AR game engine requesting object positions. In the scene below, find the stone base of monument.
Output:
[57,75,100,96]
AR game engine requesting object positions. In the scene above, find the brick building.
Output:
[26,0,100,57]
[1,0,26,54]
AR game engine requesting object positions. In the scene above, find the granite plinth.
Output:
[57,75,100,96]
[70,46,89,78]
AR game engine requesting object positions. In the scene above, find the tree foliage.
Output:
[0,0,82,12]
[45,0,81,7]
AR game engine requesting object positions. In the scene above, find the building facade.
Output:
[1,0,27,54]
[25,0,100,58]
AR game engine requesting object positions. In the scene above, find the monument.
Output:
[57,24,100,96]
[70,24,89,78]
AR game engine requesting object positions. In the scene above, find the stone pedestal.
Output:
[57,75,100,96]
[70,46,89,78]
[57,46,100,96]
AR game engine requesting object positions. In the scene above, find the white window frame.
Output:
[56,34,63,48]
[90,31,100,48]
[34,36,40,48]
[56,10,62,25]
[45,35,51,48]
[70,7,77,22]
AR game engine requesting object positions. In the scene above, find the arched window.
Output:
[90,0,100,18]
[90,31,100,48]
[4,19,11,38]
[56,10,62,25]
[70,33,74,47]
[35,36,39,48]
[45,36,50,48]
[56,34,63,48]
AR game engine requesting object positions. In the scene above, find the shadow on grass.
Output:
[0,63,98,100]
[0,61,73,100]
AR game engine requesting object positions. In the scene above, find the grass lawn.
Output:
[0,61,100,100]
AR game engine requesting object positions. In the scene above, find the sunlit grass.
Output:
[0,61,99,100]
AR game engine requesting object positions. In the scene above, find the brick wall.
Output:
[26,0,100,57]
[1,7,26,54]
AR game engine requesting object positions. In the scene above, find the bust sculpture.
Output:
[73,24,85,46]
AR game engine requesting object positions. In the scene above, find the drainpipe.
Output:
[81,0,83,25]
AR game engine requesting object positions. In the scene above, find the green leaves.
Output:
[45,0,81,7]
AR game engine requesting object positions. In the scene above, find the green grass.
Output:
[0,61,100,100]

Problem to work on
Rewrite the material from the line containing "find the drainpipe." through its final line, substituting "view" for every occurrence of "scene" and leaving everything else unchanged.

Finished answer
AR game engine requesting object positions. In the view above, find the drainpipe.
Output:
[81,0,83,25]
AR game engine requesting object positions. In the view above, find the green leaves.
Output:
[45,0,81,7]
AR game engine requesting object positions. In the view above, find the green grass.
Output:
[0,61,100,100]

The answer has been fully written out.